[Start Supplied material]
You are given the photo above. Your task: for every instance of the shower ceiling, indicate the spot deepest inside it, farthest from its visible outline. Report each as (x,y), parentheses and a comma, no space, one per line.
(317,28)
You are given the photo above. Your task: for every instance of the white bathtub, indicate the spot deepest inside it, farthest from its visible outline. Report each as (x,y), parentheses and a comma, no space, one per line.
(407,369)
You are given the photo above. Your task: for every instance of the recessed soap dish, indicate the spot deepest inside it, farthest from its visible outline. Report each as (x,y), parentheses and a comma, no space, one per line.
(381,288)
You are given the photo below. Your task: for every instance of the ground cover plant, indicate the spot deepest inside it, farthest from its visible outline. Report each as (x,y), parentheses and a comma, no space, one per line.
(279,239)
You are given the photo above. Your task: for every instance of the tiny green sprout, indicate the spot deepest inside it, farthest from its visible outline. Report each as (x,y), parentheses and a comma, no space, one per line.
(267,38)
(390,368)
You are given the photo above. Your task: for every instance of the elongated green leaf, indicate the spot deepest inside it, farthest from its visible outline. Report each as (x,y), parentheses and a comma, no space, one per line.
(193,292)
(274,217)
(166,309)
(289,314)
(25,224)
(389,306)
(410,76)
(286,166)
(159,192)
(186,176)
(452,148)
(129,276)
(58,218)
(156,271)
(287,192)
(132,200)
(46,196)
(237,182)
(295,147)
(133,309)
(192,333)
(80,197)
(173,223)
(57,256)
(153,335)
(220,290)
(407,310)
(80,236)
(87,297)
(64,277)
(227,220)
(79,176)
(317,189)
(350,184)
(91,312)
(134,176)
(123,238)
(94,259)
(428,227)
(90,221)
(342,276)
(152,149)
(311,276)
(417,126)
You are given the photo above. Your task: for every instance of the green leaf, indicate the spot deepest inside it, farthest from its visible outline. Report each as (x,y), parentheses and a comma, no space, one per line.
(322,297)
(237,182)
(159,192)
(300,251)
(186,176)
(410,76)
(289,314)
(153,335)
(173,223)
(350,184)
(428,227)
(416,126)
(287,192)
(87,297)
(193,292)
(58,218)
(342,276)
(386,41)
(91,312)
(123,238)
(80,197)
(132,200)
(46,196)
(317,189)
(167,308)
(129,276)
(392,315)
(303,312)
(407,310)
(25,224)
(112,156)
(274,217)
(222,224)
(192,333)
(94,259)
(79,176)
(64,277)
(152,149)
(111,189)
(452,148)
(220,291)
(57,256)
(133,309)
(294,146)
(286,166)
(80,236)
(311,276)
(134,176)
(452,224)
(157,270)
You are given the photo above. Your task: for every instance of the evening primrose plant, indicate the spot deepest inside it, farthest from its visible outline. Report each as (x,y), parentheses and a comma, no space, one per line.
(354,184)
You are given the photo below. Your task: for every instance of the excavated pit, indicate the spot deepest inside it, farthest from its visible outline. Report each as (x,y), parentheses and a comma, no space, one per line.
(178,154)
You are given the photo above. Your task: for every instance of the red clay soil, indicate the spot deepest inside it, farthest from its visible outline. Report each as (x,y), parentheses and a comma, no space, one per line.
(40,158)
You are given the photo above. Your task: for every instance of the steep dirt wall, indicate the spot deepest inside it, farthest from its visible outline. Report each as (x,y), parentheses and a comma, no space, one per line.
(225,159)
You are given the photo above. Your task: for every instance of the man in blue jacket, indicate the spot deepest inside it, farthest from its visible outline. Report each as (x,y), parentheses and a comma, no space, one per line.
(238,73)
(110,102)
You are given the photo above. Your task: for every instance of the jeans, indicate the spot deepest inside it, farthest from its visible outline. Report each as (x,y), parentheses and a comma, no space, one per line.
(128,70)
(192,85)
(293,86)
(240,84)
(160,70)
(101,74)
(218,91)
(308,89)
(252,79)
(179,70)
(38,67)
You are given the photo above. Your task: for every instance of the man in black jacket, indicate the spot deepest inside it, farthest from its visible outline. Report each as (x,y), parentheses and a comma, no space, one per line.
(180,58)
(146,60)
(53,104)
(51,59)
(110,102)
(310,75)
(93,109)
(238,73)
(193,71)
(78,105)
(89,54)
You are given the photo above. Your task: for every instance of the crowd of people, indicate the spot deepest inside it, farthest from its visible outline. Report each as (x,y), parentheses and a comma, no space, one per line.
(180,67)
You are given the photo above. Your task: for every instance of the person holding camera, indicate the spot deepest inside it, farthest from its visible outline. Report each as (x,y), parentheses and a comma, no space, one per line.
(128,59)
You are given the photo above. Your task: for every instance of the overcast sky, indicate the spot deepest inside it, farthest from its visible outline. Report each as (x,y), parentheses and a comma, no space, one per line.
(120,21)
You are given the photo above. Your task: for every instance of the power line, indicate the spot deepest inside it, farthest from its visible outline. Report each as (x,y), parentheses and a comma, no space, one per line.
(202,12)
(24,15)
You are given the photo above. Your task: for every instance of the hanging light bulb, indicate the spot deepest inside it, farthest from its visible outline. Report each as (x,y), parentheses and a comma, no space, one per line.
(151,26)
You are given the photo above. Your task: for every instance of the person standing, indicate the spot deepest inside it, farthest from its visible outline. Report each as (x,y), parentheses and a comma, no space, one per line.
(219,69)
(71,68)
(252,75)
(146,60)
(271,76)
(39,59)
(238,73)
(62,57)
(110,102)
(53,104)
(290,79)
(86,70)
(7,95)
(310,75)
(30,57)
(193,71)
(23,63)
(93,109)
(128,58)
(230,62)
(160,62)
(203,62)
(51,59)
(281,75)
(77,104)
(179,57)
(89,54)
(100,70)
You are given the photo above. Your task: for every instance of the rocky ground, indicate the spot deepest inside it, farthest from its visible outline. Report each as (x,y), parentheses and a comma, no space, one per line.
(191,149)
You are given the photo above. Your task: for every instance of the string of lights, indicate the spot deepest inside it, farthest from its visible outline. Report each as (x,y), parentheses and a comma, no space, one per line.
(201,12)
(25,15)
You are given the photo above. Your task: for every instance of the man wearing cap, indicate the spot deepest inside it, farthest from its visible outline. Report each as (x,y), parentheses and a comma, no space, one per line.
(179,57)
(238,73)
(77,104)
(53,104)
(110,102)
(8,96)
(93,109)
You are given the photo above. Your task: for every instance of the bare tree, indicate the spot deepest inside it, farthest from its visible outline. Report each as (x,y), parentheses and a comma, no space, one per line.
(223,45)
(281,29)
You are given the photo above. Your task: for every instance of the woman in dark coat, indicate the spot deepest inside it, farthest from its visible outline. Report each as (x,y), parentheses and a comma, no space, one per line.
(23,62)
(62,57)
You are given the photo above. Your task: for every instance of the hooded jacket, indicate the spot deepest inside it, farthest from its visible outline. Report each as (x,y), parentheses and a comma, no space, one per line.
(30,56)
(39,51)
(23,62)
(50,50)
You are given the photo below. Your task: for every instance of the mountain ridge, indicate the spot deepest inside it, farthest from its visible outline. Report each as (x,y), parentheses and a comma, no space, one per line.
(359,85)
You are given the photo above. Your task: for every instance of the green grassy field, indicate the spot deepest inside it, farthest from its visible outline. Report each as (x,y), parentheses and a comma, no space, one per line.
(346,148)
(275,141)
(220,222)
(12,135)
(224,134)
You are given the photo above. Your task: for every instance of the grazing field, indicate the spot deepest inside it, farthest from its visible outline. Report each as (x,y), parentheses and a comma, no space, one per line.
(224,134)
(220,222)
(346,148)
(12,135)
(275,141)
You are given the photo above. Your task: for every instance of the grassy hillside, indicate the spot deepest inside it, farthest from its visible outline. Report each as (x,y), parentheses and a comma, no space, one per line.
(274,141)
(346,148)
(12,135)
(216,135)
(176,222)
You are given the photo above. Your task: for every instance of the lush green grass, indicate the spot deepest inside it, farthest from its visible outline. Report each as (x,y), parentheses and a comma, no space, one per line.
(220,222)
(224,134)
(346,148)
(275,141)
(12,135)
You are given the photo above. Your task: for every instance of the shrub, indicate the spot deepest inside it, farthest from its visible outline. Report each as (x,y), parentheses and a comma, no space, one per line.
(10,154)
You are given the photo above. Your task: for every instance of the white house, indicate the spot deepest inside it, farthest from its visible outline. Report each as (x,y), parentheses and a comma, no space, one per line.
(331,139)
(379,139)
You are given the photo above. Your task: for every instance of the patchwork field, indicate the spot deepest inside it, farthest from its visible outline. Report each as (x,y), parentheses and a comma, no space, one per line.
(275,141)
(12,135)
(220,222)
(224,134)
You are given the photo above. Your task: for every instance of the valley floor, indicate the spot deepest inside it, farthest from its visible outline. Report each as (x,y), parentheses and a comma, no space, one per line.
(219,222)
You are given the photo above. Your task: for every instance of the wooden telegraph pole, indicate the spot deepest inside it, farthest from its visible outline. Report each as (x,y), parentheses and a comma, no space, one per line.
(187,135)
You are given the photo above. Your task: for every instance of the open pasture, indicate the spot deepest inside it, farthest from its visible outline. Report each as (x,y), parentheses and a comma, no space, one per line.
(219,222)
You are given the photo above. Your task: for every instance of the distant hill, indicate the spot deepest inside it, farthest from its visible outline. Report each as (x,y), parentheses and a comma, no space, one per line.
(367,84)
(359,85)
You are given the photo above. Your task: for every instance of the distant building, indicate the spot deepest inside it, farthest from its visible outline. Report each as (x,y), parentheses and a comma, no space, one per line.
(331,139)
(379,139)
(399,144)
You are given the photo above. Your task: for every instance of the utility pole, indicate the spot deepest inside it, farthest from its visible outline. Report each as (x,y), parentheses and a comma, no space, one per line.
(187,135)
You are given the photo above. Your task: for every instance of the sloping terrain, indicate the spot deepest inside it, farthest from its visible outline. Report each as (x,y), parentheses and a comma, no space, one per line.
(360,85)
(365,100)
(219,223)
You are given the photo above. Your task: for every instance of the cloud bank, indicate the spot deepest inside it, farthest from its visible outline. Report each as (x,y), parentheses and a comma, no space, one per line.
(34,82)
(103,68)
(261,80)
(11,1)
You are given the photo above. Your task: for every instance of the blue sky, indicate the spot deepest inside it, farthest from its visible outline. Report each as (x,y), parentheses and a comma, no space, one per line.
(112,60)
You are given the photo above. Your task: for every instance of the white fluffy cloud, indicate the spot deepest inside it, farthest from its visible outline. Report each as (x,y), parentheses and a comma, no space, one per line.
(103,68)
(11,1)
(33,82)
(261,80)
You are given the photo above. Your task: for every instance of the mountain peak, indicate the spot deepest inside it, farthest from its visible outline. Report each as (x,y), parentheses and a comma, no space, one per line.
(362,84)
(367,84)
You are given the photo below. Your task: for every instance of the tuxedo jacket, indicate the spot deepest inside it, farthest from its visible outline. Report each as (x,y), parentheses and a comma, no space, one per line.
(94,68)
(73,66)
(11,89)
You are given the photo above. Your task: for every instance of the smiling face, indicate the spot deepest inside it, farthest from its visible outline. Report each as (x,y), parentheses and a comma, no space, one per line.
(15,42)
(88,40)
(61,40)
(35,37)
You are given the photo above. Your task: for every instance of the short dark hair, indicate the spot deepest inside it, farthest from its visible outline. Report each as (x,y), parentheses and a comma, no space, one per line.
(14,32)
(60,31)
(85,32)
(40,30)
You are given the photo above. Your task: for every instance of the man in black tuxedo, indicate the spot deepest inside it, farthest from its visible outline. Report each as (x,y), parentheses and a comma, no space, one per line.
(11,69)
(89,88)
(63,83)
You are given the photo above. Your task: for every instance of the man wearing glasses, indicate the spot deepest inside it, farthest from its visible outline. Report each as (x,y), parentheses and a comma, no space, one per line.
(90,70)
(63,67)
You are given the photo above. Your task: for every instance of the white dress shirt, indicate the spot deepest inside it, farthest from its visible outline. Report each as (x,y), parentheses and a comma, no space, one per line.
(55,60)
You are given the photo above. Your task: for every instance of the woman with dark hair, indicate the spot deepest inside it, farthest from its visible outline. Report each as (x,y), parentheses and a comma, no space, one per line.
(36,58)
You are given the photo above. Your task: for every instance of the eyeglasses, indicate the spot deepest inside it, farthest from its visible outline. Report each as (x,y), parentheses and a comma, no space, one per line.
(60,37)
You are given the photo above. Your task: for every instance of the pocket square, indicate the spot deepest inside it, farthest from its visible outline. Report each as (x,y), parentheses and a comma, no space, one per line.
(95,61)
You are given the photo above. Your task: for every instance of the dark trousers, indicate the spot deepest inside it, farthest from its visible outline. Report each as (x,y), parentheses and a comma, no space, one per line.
[End Supplied material]
### Stated goal
Exactly repeat the lines from the line that contains "of the pocket" to the end of the entries, both included, and leave out all other lines.

### Output for this exercise
You are given the photo above. Your task: for every instance of the pocket square, indicate the spot deepest inside it, farthest from its visible outline. Report each as (x,y), parentheses and a comma, no space, one per line.
(95,61)
You are given the photo above. Your task: for every instance of the dark trousers, indicate the spot deepest inside it, farthest from its visible outline. Report each as (x,y), parentheses and a comma, no space, one per line.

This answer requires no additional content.